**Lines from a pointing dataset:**
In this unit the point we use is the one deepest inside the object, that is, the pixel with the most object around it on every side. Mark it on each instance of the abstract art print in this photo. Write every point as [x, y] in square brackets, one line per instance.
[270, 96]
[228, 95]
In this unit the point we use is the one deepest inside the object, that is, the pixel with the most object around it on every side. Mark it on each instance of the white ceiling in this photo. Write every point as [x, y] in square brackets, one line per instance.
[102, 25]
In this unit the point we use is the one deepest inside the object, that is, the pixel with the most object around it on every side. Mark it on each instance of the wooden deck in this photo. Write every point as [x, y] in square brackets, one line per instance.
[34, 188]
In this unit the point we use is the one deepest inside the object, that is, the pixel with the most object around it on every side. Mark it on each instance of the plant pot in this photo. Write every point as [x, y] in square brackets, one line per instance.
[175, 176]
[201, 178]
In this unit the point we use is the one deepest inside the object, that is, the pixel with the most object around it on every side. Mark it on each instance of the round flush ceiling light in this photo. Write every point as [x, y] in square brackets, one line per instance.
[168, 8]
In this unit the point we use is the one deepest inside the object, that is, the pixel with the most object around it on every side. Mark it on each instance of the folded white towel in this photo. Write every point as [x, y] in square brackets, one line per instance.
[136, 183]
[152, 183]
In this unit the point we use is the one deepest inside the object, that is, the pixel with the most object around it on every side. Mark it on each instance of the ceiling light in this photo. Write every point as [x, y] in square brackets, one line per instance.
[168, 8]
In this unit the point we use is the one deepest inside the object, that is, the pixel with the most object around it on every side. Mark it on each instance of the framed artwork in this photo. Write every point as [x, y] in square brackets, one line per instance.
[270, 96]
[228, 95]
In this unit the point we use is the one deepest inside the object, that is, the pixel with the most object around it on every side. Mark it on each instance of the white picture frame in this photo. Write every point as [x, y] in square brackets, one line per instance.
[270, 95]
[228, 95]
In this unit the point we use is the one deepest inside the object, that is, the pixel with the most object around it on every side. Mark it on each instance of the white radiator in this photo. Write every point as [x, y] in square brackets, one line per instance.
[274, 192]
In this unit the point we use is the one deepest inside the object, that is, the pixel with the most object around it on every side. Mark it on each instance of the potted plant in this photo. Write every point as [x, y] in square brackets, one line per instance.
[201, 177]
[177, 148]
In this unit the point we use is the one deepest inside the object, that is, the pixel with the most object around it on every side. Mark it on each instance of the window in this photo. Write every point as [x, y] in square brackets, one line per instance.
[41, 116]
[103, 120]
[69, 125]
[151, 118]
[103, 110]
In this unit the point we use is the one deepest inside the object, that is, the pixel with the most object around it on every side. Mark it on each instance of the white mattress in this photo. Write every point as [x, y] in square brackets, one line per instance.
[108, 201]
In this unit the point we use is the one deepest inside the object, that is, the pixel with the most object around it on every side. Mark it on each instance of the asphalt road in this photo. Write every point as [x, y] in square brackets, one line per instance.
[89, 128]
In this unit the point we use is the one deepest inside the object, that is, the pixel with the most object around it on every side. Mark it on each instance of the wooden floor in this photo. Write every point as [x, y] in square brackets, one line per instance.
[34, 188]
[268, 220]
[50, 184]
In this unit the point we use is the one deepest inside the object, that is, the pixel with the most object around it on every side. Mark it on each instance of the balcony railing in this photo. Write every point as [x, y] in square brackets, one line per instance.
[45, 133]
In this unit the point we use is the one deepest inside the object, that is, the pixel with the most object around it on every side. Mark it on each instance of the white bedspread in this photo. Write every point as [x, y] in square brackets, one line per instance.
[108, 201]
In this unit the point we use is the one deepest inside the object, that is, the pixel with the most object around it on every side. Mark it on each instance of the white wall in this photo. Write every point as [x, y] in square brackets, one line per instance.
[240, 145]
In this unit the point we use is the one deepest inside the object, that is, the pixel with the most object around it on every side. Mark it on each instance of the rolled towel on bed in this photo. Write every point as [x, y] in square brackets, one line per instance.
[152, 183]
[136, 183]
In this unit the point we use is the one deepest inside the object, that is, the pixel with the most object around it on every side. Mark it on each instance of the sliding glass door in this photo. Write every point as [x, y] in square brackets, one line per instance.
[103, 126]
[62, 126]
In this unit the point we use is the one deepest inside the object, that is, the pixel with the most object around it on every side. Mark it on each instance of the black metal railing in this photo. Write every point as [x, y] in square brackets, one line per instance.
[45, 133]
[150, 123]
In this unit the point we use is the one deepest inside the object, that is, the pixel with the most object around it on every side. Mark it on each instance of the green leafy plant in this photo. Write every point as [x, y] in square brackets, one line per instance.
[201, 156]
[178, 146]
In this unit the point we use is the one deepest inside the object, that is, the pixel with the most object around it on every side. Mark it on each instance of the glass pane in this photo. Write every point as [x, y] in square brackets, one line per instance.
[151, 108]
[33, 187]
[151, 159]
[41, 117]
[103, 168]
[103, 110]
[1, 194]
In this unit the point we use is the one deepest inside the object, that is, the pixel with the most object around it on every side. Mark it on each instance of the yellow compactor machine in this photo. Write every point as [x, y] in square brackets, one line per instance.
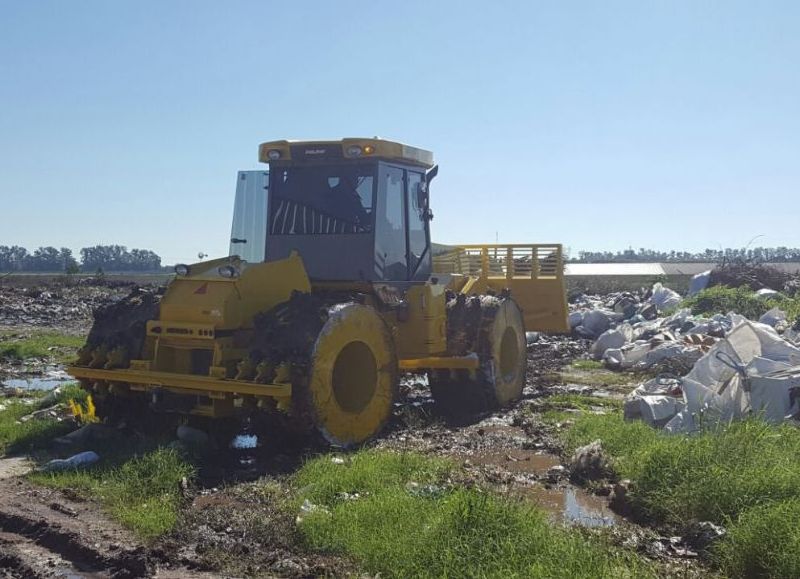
[330, 293]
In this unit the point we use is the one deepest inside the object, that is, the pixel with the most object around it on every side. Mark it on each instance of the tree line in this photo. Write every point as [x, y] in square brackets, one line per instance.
[756, 254]
[105, 258]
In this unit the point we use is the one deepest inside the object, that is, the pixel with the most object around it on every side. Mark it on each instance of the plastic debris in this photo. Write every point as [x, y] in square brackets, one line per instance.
[309, 508]
[80, 460]
[192, 436]
[590, 463]
[664, 298]
[753, 371]
[699, 282]
[429, 491]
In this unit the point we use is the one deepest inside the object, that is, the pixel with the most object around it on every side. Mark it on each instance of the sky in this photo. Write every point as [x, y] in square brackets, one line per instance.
[599, 125]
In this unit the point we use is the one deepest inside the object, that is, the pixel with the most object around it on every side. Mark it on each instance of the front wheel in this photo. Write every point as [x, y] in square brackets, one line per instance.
[352, 382]
[501, 349]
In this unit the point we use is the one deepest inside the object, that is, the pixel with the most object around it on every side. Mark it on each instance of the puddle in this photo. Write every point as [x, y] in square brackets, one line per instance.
[515, 460]
[47, 381]
[572, 505]
[14, 466]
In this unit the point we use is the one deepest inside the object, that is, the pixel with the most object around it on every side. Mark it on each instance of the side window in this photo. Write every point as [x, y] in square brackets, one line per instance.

**Set problem:** Rewrite every line from the one containing "of the puddle" through the last line of the records, both ends included, requests and all. Multiply each coordinate in the answers by 1.15 and round it to a whole number, with halves rounding up.

**Reply:**
In this unit the point we use is the one deepest inside the object, that is, the pixel with the most object around it on every side. Mark it on each instance of the puddle in this photo. Write every point as [x, y] in square brackets, one line per instance.
[592, 529]
[54, 438]
[658, 581]
[16, 536]
In this unit the point we use is the one deepest inside the object, that is, the pixel with the most object around it on every side. Mark it on each instance of the side window in this photo. Write every point as [x, y] in square brackets, one line per instance.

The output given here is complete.